(Saved data entries)
========================================

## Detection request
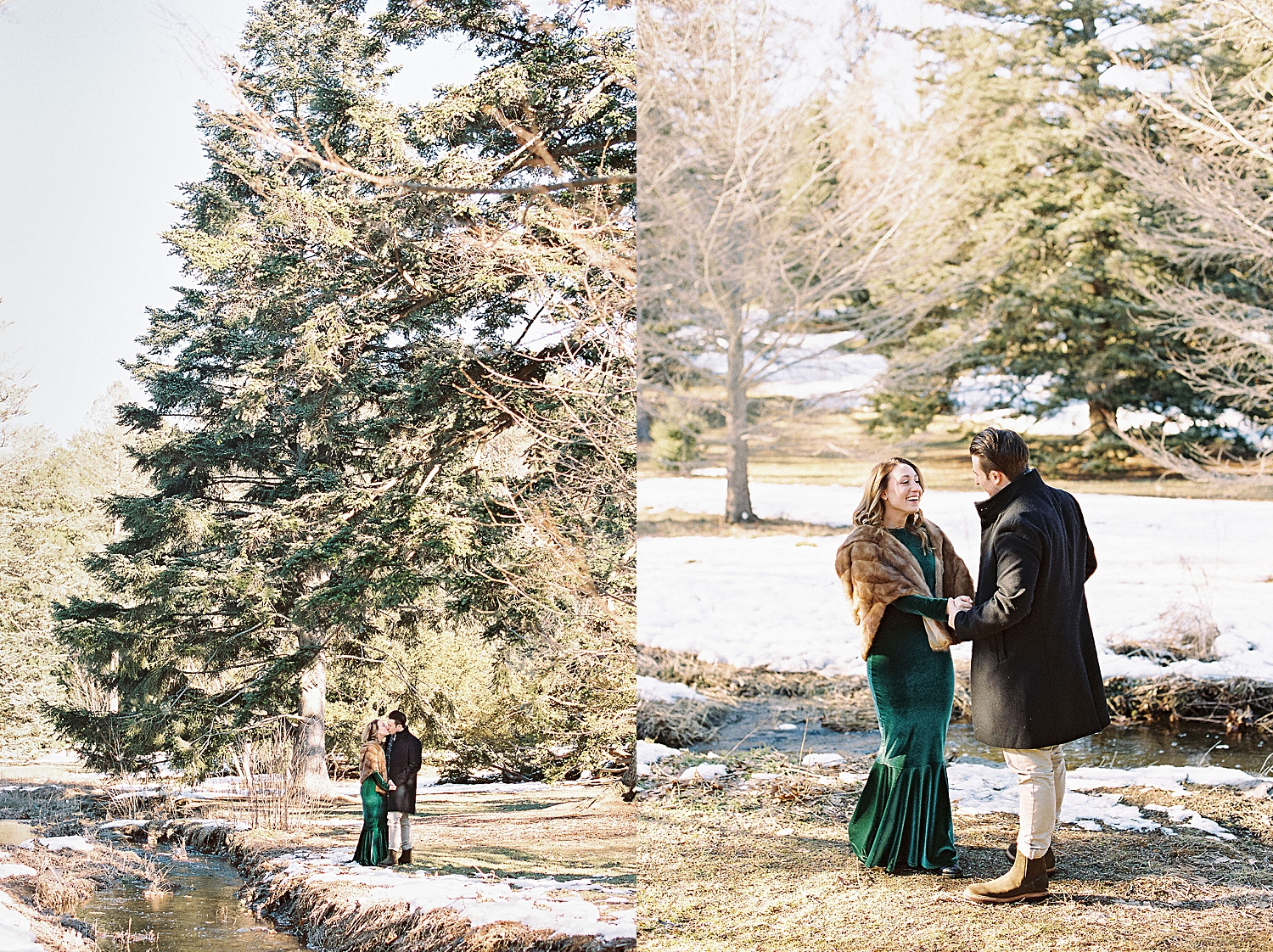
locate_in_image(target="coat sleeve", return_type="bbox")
[1074,501,1096,582]
[955,524,1043,641]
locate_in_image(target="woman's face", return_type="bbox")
[883,463,924,516]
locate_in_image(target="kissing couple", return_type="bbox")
[354,710,423,867]
[835,429,1109,903]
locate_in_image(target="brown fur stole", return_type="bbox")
[835,519,973,659]
[358,741,389,793]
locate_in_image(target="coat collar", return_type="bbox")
[973,470,1044,526]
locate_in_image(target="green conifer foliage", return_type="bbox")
[55,0,634,781]
[878,0,1217,437]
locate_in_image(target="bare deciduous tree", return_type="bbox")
[638,0,978,524]
[1105,0,1273,484]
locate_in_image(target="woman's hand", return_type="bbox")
[946,596,973,628]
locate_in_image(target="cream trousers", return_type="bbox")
[390,809,412,853]
[1003,745,1066,860]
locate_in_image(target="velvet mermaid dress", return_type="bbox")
[354,741,390,865]
[850,529,956,872]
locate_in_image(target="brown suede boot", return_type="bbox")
[964,853,1048,903]
[1006,840,1057,876]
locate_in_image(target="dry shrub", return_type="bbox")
[636,697,732,748]
[1110,603,1220,664]
[769,776,837,804]
[36,865,94,913]
[1105,677,1273,733]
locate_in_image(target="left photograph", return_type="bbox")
[0,0,638,952]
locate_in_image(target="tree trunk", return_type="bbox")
[725,331,756,524]
[297,634,330,794]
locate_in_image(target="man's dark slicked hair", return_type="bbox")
[967,427,1030,483]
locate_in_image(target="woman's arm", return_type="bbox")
[893,596,947,621]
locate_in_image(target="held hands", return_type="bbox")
[946,596,973,629]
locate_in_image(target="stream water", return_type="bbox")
[76,852,303,952]
[695,703,1273,774]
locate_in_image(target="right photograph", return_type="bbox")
[636,0,1273,952]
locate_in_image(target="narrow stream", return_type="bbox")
[74,852,303,952]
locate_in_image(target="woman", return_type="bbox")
[835,457,973,878]
[354,718,396,865]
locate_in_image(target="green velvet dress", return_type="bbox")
[354,773,390,865]
[850,529,956,872]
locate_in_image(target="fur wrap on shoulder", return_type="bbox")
[835,519,973,659]
[358,741,389,793]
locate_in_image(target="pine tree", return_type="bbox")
[58,0,634,788]
[878,0,1220,453]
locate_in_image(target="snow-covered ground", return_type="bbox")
[636,478,1273,681]
[272,849,636,939]
[0,891,48,952]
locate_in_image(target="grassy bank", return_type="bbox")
[0,784,636,952]
[638,751,1273,952]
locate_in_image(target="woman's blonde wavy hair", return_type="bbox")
[853,456,934,552]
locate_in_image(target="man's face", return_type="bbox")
[973,456,1008,496]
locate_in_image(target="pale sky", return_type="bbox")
[0,0,1146,438]
[0,0,479,438]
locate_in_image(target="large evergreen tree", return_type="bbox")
[58,0,636,786]
[878,0,1220,448]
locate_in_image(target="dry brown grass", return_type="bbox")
[636,697,735,748]
[638,753,1273,952]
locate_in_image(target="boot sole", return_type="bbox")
[964,890,1048,905]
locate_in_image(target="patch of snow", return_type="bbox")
[0,891,48,952]
[677,764,728,783]
[279,850,636,941]
[636,741,680,766]
[636,479,1273,681]
[1066,765,1259,793]
[1145,804,1237,840]
[946,761,1237,840]
[636,675,708,704]
[801,753,844,768]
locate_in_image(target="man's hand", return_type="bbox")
[946,596,973,630]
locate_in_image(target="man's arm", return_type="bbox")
[955,524,1043,641]
[407,736,424,778]
[1074,503,1096,582]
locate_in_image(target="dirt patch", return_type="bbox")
[638,751,1273,952]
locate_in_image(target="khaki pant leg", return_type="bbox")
[1003,746,1066,860]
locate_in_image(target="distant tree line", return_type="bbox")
[638,0,1273,522]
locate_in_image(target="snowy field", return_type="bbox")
[636,479,1273,681]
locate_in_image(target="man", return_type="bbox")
[384,710,422,865]
[950,429,1110,903]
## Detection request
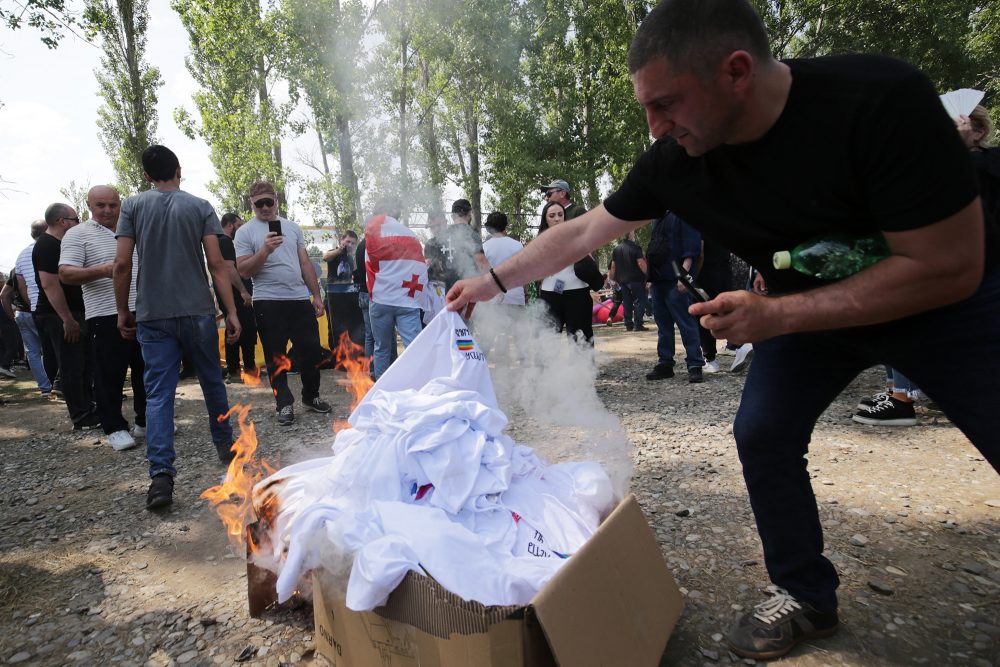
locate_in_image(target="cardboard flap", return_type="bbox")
[531,495,684,667]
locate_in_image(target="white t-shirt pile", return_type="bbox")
[255,311,615,611]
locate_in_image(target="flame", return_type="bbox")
[201,405,276,550]
[268,354,292,378]
[240,368,260,387]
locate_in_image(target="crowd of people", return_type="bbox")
[0,0,1000,659]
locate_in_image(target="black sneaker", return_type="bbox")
[726,586,839,660]
[855,391,892,410]
[73,413,101,431]
[146,472,174,510]
[646,364,674,380]
[851,396,917,426]
[215,442,236,465]
[302,396,333,415]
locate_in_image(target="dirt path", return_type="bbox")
[0,328,1000,667]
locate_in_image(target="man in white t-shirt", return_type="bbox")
[483,213,524,306]
[233,181,330,426]
[59,185,146,451]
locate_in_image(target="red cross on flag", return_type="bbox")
[365,215,427,308]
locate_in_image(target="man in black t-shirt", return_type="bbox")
[608,231,647,331]
[448,0,1000,659]
[31,203,101,431]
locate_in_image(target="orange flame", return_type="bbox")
[201,405,275,550]
[333,331,375,412]
[240,368,260,387]
[268,354,292,378]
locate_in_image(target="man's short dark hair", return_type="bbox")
[628,0,771,76]
[486,211,507,232]
[372,196,403,220]
[142,144,181,182]
[249,181,278,197]
[45,202,73,227]
[31,220,48,240]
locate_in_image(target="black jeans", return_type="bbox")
[698,264,733,361]
[540,287,594,341]
[733,270,1000,611]
[35,313,94,424]
[219,293,257,378]
[87,315,146,435]
[253,300,323,410]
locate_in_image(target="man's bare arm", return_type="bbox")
[690,197,984,342]
[59,262,115,285]
[448,204,649,310]
[0,285,14,322]
[14,273,32,312]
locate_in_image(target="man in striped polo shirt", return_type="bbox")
[59,185,146,451]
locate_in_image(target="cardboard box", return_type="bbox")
[313,495,683,667]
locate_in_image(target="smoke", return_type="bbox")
[472,302,632,497]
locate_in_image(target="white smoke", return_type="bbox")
[472,302,632,497]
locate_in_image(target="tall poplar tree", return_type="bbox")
[84,0,163,195]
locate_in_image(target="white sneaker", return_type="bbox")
[108,430,135,452]
[729,343,753,373]
[132,422,177,438]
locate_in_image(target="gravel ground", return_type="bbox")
[0,326,1000,667]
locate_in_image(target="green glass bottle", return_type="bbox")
[774,234,889,280]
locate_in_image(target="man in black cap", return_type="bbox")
[424,199,490,289]
[539,178,587,220]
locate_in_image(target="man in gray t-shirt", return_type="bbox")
[233,181,330,426]
[113,145,240,509]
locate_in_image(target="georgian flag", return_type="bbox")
[365,215,430,308]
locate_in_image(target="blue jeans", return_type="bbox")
[14,310,52,394]
[358,292,375,359]
[885,366,920,398]
[136,315,233,477]
[368,302,421,379]
[648,281,705,369]
[622,283,646,328]
[733,270,1000,611]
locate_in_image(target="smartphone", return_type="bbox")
[670,260,712,302]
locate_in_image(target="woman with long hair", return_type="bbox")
[538,201,594,342]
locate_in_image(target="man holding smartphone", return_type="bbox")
[233,181,330,426]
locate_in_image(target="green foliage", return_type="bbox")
[171,0,295,213]
[84,0,163,197]
[59,181,90,222]
[0,0,80,49]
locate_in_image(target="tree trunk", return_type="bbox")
[335,114,363,227]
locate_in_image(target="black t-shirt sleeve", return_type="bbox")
[31,239,60,275]
[604,140,675,220]
[853,72,977,232]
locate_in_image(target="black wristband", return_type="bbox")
[490,267,507,294]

========================================

WRITTEN INSTRUCTION: How many lines of the data above contain the string "brown"? Matches must have the same case. Reply with the number alone.

COMPLETE OUTPUT: 3